__Your instructions__.
After reading the data below, copy out every line that contains the word "slab".

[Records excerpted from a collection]
· · · · · · ·
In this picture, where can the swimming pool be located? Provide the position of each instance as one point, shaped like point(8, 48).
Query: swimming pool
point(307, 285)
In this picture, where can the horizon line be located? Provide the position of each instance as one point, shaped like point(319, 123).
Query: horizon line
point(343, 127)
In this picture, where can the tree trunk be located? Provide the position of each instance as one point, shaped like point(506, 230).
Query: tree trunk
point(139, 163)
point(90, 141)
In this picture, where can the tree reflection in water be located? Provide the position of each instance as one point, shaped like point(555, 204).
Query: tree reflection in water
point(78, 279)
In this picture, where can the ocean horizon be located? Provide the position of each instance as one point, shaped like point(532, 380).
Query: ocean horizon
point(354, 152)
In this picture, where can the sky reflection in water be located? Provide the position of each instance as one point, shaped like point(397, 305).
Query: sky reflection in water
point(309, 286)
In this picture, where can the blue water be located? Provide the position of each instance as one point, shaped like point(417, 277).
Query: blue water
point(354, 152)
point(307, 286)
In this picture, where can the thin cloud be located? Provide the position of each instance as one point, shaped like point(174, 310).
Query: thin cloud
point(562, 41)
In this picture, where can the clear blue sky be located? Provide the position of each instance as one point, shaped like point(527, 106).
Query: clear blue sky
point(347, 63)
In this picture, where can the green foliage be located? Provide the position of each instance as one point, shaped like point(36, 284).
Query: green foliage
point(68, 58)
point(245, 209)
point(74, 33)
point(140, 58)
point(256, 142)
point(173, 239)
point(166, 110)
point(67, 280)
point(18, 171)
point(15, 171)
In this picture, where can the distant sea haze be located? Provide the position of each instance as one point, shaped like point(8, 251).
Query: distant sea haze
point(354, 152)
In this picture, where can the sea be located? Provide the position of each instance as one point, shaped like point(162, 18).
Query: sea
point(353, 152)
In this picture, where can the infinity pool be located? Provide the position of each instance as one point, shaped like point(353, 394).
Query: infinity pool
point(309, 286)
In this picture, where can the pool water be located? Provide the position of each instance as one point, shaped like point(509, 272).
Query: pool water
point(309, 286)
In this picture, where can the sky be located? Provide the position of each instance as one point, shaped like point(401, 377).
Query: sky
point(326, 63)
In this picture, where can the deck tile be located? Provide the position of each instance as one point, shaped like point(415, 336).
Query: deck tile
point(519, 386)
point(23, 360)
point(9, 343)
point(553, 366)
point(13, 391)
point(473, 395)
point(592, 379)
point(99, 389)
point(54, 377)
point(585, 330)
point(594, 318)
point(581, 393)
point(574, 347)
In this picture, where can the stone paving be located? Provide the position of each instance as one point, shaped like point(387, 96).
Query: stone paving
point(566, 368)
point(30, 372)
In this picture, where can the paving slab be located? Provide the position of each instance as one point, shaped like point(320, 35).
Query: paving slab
· · · · · · ·
__Output of the exercise__.
In this picture, where can the paving slab be located? Provide the position of each instance as one point, shaped like point(320, 35).
Query: paving slab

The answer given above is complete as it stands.